• **Study text**
Kellogg’s Coco Pops are set for a healthy overhaul in the form of a 15% reduction in sugar content. Photograph: Frank Baron for the Guardian
Kellogg’s has pledged to reduce high levels of sugar in its best-selling children’s cereal following a sustained campaign by health groups.
The company announced nutritional improvements to its existing Coco Pops chocolate cereal range, involving a reduction in sugar, the addition of vitamin D and the launch of a new Coco Pops Choc ‘N’ Roll cereal which will pass the Food Standards Agency’s tougher nutrient profile.
The firm said that by this time next year it would remove 15% of sugar in all its Coco Pops cereals, effectively reducing sugar content to one and a half teaspoons a serving and eliminating almost 750 tonnes of sugar from the nation’s diet annually. The sugar will be replaced with starch from grains and glucose syrup, and no artificial sweeteners will be used. Calories will be maintained at approximately 116 a serving.
The new cereal goes on sale in supermarkets tomorrow, backed by a £3m advertising and marketing campaign aimed specifically at mothers, who are predominantly in charge of the family shop.
Kellogg’s ran into controversy earlier this year after a poster advert depicting its famous cartoon monkey, Coco, dressed in school uniform under the slogan: “Ever thought of Coco Pops after school?” The company admitted it had made a mistake by showing the advert on bus shelters and other locations near schools, which meant it was seen by plenty of children. Marketing manager Peter Harrison said those locations were inappropriate.
Greg Peterson, Kellogg’s UK managing director, said: “We’ve listened to what mums have been saying and we’re responding. They want a balance: lower sugar cereals which children will still eat. We’ve invested millions of pounds … to make this happen.”

Referring expression data:
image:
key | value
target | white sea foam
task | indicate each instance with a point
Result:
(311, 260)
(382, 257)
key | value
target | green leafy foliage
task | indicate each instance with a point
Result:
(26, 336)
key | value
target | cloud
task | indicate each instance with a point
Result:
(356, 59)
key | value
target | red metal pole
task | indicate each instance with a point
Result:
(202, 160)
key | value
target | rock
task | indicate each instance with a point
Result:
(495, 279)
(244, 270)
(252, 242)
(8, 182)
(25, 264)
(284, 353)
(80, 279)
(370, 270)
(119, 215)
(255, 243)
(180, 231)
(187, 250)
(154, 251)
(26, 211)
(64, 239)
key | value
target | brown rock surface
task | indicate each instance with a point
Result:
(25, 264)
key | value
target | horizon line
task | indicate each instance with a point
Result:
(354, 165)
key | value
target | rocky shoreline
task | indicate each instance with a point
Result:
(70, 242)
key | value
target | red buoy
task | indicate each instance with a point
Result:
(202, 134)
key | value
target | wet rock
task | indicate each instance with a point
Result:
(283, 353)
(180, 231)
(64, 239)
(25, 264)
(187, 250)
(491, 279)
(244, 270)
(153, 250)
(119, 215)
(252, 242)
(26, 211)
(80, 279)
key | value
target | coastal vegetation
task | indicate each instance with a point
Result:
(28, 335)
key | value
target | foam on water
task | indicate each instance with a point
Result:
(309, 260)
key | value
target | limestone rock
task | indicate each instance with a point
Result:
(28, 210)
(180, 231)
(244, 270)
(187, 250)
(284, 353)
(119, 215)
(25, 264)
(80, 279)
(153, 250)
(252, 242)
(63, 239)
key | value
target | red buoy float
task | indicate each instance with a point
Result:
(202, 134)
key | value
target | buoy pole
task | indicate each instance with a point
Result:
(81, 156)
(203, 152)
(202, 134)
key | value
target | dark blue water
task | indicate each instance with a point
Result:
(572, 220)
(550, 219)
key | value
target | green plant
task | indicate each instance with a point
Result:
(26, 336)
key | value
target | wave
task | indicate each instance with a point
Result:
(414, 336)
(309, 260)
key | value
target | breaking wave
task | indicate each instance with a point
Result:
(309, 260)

• **Problems and tasks**
**A)** In the Coco Pops article, why did Kellogg's admit it had made a mistake with the poster advert showing Coco in school uniform?
**B)** Reproduce the part of the Coco Pops article between "The firm said" and "the family shop.", inclusive.

• **Solutions below**
**A)** The company had shown the advert on bus shelters and other locations near schools, so plenty of children saw it. Marketing manager Peter Harrison said those locations were inappropriate.

**B)**
The firm said that by this time next year it would remove 15% of sugar in all its Coco Pops cereals, effectively reducing sugar content to one and a half teaspoons a serving and eliminating almost 750 tonnes of sugar from the nation’s diet annually. The sugar will be replaced with starch from grains and glucose syrup, and no artificial sweeteners will be used. Calories will be maintained at approximately 116 a serving.
The new cereal goes on sale in supermarkets tomorrow, backed by a £3m advertising and marketing campaign aimed specifically at mothers, who are predominantly in charge of the family shop.